SELECTED EXCERPT:
Next, we build the image.

In [None]:
%%sh
# build the image
cd container/

# tag it as example-image:latest
docker build -t example-image:latest .

Let's inspect what's in the training script `container/train.py`

In [None]:
!pygmentize container/train.py

### Explaination

It is a skeleton of a typical ML training logic. The main function fetches training data in `/opt/ml/input/data/train`. To verify we indeed have access to the data, we will print out the names of the files in `/opt/ml/input/data/train`. When you actually run this training logic on SageMaker, you can view the stdout through CloudWatch. We will discuss this in more detail later in this notebook. 

When the main function finishes model training, it saves the model checkpoint in `/opt/ml/model`. The SageMaker Instance running your container will then upload everything in `/opt/ml/model` to an S3 URI that you will later configure yourself. 

## Test your container

It is a good practice to test your container before sending it to SageMaker, because you can debug and iterate much faster on your local machine. 

You are strongly encouraged to read through the section on [How Amazon SageMaker Provides Training Information](https://docs.aws.amazon.com/sagemaker/latest/dg/your-algorithms-training-algo-running-container.html) from the official doc and figure out local testing environment that replicates how SageMaker provides training information to your container. 

We will use docker python client to execute the container. To see our implementation of local testing environment, run the following cell.

In [None]:
!pygmentize container/local_test/test_container.py

### Explaination 

Our testing script runs the docker image `example-image:latest` with `train` command, mimicking how SageMaker runs your container for a training job. It mounts the local directory `container/local_test/ml/` to `/opt/ml` in the docker image, mimicking how SageMaker provides the training information to the container. 

The directory `container/local_test/ml` looks like:

In [None]:
!ls -R container/local_test/ml

The directories `container/local_test/ml/input/data/train` and `container/local_test/ml/input/data/test` contains some csv files, which will be available in `/opt/ml/input/data/train` and `/opt/ml/input/data/test` as the training and testing data. 

In [None]:
# run the test
!python container/local_test/test_container.py

Now you should see a model checkpoint in `container/local_test/ml/model`

In [None]:
!ls container/local_test/ml/model

## Push your docker image to ECR

Now you have build your image tested it locally. Next thing you need to do is to push it to the Elastic Container Registry under your account. Later, when you trigger a training job, the SageMaker instance you requested will pull that image. 

To do so, you will need to create a repo in your ECR to host it. You might have guess that this operation requires some permission on your ECR resources. That's right. You (the principal running this notebook) needs permission to create repository in ECR and get authorization token from it and the role you created before (which you will later pass to SageMaker) needs permission to get authorization token (and pull the image). 

Note: if you do not have enough permissions on the ECR resources under your organization's account. Then the admin of the account needs to grant you the ECR permissions. 

### Create a repository in your ECR

Suppose you have enough ECR permissions, we now create a repository in your ECR to host the image `example-image:latest`. It is convenient to set the name of the repository should be the same as the name of the image. 

In [None]:
ecr = boto3.client('ecr')

SET TASK A: List every distinct path beginning with `/opt/ml` that the SageMaker notebook excerpt mentions.
SET TASK B: According to the SageMaker notebook excerpt, which local directory does the testing script mount to `/opt/ml` in the docker image?
SET TASK C: Continue the SageMaker notebook excerpt from its final line of code, keeping the same notebook style.

DATASET:

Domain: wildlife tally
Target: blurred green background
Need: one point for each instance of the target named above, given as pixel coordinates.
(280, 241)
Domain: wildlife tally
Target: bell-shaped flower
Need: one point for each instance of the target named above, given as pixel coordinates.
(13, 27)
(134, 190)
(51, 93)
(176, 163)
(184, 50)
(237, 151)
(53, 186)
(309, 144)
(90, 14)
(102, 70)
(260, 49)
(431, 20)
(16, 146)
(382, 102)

REPLY A:
- `/opt/ml/input/data/train`
- `/opt/ml/model`
- `/opt/ml`
- `/opt/ml/input/data/test`

REPLY B: It mounts `container/local_test/ml/`.

REPLY C:
try:
    # The repository might already exist
    # in your ECR
    cr_res = ecr.create_repository(
        repositoryName='example-image')
    pp.pprint(cr_res)
except Exception as e:
    print(e)

If you already have a repository called `example-image`, then there are two ways you can continue
* Delete the repository can create new one with the same name
* Create a repository using a name other than `example-image`

We will provide code for the second route below. But you will need to run it with caution, because the repository `example-image` is probably used by your org for production, and it happens to coincides with our choice of repository name. 

In [None]:
"""
If you want to delete the `example-image` repository,
Change this cell from markdown to python, then run it. 
"""
try:
    ecr.delete_repository(
        repositoryName='example-image')
    
    ecr.create_repository(
        repositoryName='example-image')
except Exception as e:
    print(e)

### Tag your image and push to ECR

Now let's tag the image with the full address of the repository we just created and push it there. Before doing that, you will need to grant docker access to your ECR. Refer to the [registry authentication section](https://docs.aws.amazon.com/AmazonECR/latest/userguide/registry_auth.html) from the ECR documentation for more detail. 

In [None]:
%%bash
account=$(aws sts get-caller-identity --query Account | sed -e 's/^"//' -e 's/"$//')
region=$(aws configure get region)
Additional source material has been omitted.